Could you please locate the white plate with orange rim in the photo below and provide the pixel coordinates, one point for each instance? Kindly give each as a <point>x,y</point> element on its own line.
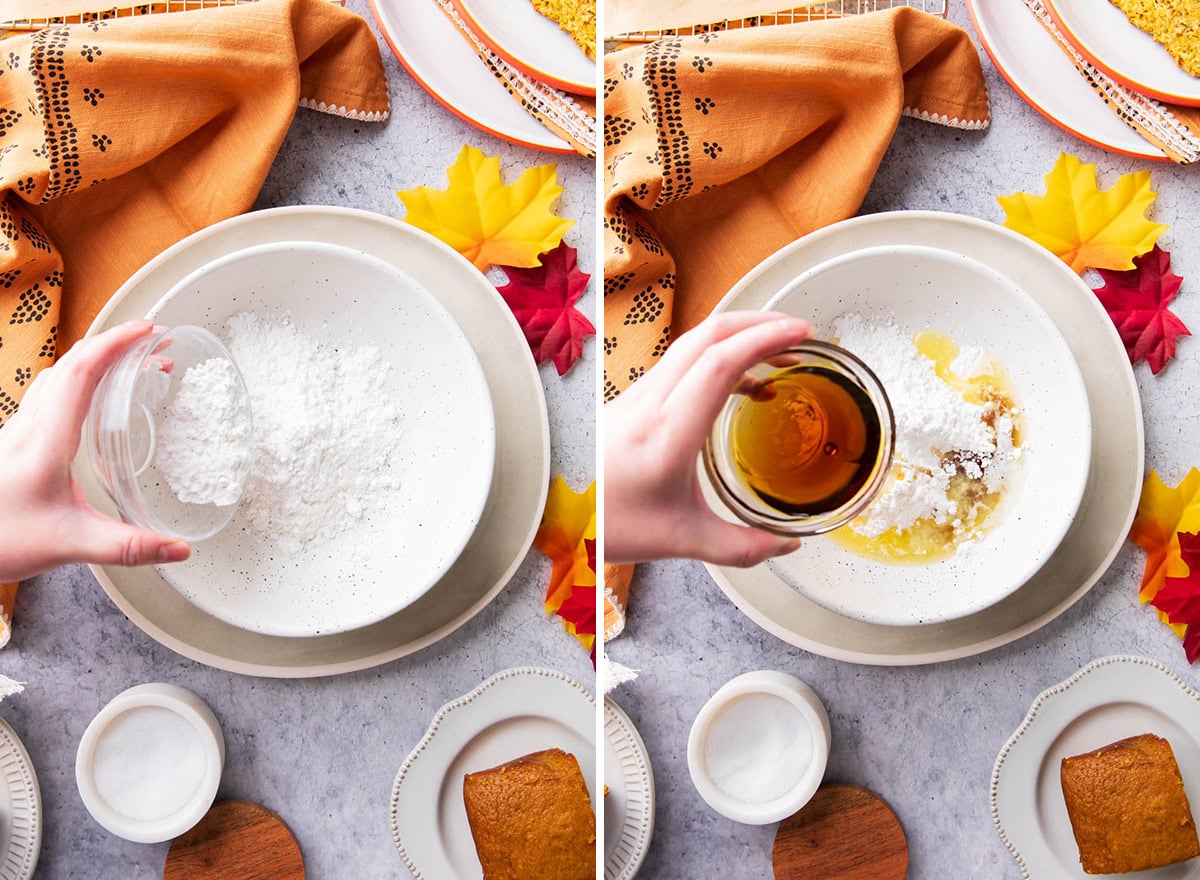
<point>438,57</point>
<point>21,809</point>
<point>629,804</point>
<point>1103,35</point>
<point>513,713</point>
<point>1107,700</point>
<point>531,42</point>
<point>919,288</point>
<point>522,453</point>
<point>1038,70</point>
<point>1115,477</point>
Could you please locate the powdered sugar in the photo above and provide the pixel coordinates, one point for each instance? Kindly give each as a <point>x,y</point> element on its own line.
<point>325,429</point>
<point>205,444</point>
<point>937,432</point>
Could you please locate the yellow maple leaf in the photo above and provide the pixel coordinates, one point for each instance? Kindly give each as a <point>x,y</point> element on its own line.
<point>1087,228</point>
<point>1163,513</point>
<point>484,220</point>
<point>569,520</point>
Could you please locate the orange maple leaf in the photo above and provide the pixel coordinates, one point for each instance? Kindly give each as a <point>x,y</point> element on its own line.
<point>1087,228</point>
<point>567,525</point>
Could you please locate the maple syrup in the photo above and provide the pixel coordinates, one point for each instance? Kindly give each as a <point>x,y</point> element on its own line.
<point>807,441</point>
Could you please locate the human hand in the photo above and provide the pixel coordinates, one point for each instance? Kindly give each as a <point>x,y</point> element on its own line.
<point>45,518</point>
<point>655,430</point>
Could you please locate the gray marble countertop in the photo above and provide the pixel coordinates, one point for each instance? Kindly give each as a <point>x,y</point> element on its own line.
<point>924,737</point>
<point>322,753</point>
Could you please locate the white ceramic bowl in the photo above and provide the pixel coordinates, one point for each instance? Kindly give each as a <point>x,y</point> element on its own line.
<point>399,550</point>
<point>928,288</point>
<point>813,716</point>
<point>121,714</point>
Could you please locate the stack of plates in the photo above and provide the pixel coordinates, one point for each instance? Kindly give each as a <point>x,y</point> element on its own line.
<point>462,536</point>
<point>438,57</point>
<point>857,616</point>
<point>1039,71</point>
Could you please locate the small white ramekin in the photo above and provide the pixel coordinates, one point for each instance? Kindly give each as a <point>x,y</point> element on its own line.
<point>811,710</point>
<point>187,706</point>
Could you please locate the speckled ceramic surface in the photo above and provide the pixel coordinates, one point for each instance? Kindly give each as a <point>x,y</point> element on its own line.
<point>437,55</point>
<point>923,288</point>
<point>521,473</point>
<point>629,804</point>
<point>1033,64</point>
<point>408,538</point>
<point>514,713</point>
<point>1109,699</point>
<point>1114,479</point>
<point>21,808</point>
<point>1103,35</point>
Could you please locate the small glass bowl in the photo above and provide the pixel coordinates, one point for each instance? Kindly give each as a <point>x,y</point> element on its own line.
<point>732,488</point>
<point>121,432</point>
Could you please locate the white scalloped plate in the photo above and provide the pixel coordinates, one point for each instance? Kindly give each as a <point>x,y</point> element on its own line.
<point>513,713</point>
<point>21,809</point>
<point>1107,700</point>
<point>629,804</point>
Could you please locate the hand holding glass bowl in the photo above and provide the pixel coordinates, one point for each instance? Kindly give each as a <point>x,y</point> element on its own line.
<point>46,521</point>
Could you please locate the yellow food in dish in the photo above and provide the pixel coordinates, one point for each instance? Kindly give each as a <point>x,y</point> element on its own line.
<point>576,17</point>
<point>1175,24</point>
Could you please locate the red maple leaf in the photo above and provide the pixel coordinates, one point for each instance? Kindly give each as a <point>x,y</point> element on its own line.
<point>543,299</point>
<point>1137,301</point>
<point>1180,598</point>
<point>580,609</point>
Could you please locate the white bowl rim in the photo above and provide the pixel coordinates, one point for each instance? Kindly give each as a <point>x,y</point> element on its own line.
<point>793,692</point>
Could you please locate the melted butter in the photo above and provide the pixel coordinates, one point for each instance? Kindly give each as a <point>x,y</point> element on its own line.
<point>927,540</point>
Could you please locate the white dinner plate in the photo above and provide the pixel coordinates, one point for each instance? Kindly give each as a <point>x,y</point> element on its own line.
<point>439,58</point>
<point>532,43</point>
<point>629,804</point>
<point>1104,36</point>
<point>21,809</point>
<point>1033,64</point>
<point>977,306</point>
<point>519,484</point>
<point>513,713</point>
<point>408,537</point>
<point>1109,699</point>
<point>1114,484</point>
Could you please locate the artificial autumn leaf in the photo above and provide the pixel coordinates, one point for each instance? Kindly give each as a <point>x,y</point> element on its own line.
<point>1084,226</point>
<point>569,520</point>
<point>543,299</point>
<point>1180,597</point>
<point>1137,301</point>
<point>1163,513</point>
<point>484,220</point>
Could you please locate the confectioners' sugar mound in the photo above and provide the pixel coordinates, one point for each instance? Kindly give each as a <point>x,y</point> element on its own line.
<point>937,432</point>
<point>204,444</point>
<point>325,429</point>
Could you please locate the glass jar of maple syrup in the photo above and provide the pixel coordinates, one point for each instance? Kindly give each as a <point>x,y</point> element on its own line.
<point>804,444</point>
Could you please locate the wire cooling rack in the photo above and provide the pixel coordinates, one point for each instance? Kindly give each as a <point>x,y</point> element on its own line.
<point>810,12</point>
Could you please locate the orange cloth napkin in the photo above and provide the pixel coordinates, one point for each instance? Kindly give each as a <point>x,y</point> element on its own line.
<point>120,137</point>
<point>721,148</point>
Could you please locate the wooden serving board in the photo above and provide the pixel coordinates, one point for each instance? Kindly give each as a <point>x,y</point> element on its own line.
<point>235,840</point>
<point>845,832</point>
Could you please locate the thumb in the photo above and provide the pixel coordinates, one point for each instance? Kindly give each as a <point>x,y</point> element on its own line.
<point>725,544</point>
<point>107,542</point>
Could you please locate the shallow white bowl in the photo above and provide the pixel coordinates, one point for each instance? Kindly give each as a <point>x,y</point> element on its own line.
<point>399,551</point>
<point>198,716</point>
<point>793,692</point>
<point>928,288</point>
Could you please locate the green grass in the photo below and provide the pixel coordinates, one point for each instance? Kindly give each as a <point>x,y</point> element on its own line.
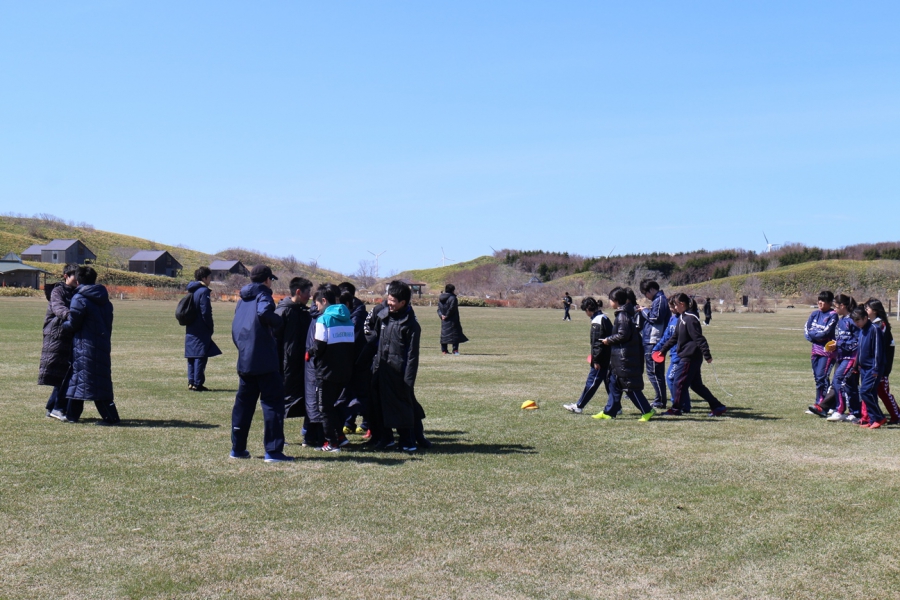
<point>764,503</point>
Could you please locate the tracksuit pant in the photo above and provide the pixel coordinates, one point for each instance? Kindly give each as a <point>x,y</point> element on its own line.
<point>821,366</point>
<point>614,402</point>
<point>594,379</point>
<point>656,373</point>
<point>268,388</point>
<point>197,370</point>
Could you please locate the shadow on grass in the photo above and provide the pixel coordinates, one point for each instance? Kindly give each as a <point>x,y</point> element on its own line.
<point>165,423</point>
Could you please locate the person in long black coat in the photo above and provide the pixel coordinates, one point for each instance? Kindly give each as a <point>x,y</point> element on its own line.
<point>90,323</point>
<point>198,344</point>
<point>451,328</point>
<point>56,351</point>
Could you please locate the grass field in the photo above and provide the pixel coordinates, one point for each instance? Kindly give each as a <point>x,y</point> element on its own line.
<point>766,502</point>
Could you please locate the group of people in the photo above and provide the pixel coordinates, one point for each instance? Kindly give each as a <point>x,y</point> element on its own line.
<point>75,355</point>
<point>637,339</point>
<point>852,355</point>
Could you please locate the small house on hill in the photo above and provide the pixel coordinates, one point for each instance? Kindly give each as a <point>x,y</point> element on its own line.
<point>223,269</point>
<point>154,262</point>
<point>14,273</point>
<point>66,251</point>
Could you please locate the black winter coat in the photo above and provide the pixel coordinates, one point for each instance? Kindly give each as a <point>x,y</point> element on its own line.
<point>451,328</point>
<point>627,350</point>
<point>56,351</point>
<point>90,322</point>
<point>396,366</point>
<point>198,335</point>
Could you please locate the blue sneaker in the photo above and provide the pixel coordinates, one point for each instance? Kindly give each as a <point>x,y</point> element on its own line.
<point>278,457</point>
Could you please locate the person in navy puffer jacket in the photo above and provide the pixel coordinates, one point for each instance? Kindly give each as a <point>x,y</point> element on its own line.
<point>258,368</point>
<point>819,331</point>
<point>90,323</point>
<point>198,344</point>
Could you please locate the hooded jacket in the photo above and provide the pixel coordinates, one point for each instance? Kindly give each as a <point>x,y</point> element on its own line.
<point>198,335</point>
<point>90,323</point>
<point>252,331</point>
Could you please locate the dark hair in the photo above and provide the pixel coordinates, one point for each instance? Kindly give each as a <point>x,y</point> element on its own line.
<point>328,292</point>
<point>648,285</point>
<point>876,305</point>
<point>859,313</point>
<point>86,276</point>
<point>847,301</point>
<point>399,290</point>
<point>299,284</point>
<point>619,296</point>
<point>202,273</point>
<point>591,305</point>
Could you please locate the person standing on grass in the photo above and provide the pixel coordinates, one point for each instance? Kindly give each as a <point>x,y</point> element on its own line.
<point>291,338</point>
<point>692,350</point>
<point>56,351</point>
<point>655,320</point>
<point>259,377</point>
<point>601,328</point>
<point>451,328</point>
<point>198,344</point>
<point>878,316</point>
<point>871,359</point>
<point>819,331</point>
<point>567,304</point>
<point>626,360</point>
<point>90,323</point>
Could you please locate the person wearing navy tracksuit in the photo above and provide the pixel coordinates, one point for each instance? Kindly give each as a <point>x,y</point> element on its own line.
<point>601,328</point>
<point>871,359</point>
<point>845,383</point>
<point>655,320</point>
<point>819,331</point>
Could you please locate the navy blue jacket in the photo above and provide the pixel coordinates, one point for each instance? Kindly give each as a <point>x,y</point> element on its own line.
<point>656,319</point>
<point>251,330</point>
<point>90,322</point>
<point>198,335</point>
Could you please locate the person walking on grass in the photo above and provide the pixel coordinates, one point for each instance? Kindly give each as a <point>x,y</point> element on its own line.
<point>56,350</point>
<point>601,328</point>
<point>451,328</point>
<point>90,324</point>
<point>626,360</point>
<point>692,350</point>
<point>259,377</point>
<point>198,344</point>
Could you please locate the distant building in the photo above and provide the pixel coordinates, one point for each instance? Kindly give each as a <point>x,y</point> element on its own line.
<point>154,262</point>
<point>60,252</point>
<point>14,273</point>
<point>223,269</point>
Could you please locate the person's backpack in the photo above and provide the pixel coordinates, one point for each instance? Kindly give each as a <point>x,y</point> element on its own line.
<point>187,310</point>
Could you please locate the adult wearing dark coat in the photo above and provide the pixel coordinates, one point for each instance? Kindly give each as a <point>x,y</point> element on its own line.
<point>198,344</point>
<point>56,351</point>
<point>451,328</point>
<point>90,323</point>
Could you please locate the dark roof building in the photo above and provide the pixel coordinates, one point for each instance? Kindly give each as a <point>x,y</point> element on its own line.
<point>154,262</point>
<point>14,273</point>
<point>223,269</point>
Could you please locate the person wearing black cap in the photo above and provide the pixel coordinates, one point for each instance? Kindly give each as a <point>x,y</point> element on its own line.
<point>258,368</point>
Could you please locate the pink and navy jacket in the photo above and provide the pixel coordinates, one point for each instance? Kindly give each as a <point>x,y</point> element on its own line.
<point>819,330</point>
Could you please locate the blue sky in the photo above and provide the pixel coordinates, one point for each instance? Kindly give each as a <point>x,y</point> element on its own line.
<point>335,129</point>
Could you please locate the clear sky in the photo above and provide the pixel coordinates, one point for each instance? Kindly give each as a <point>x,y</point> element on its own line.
<point>331,129</point>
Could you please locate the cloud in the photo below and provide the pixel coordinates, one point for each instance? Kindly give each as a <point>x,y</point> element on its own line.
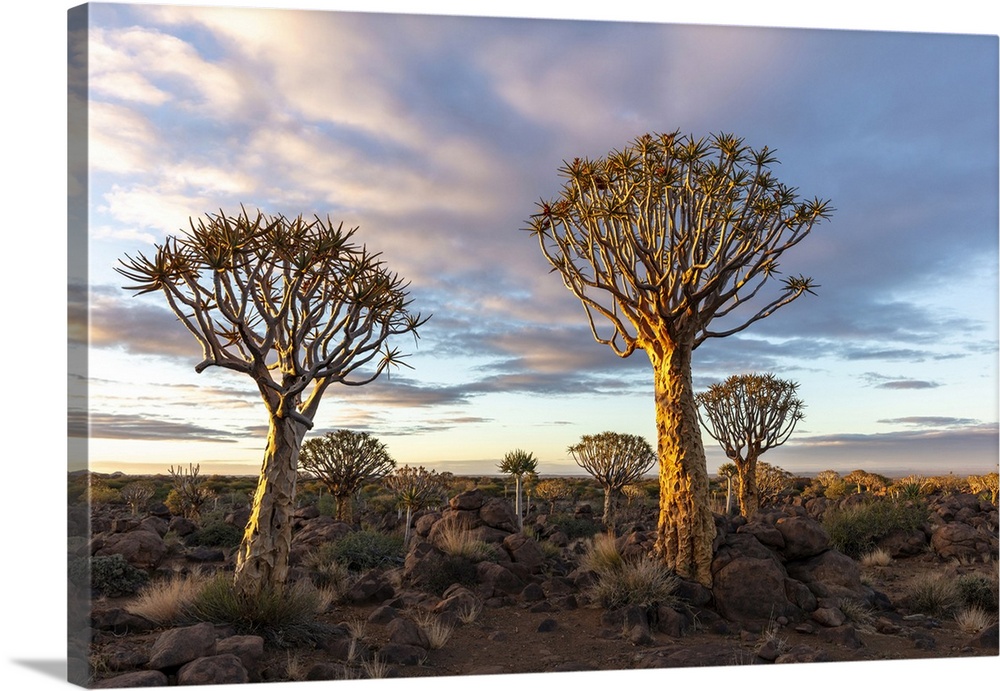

TASK → Convert the stretch from the start of the data through the line containing "<point>1115,477</point>" into a numbered list, leaving out blank lines and pictures.

WRITTEN SOLUTION →
1. Could you please locate the white plate with orange rim in the photo below and provide the pixel coordinates, one point for each instance? Kindly give each as a <point>x,y</point> element on its own line.
2. <point>438,57</point>
3. <point>21,809</point>
4. <point>629,804</point>
5. <point>1103,35</point>
6. <point>513,713</point>
7. <point>1107,700</point>
8. <point>531,42</point>
9. <point>919,288</point>
10. <point>522,453</point>
11. <point>1038,70</point>
12. <point>1115,477</point>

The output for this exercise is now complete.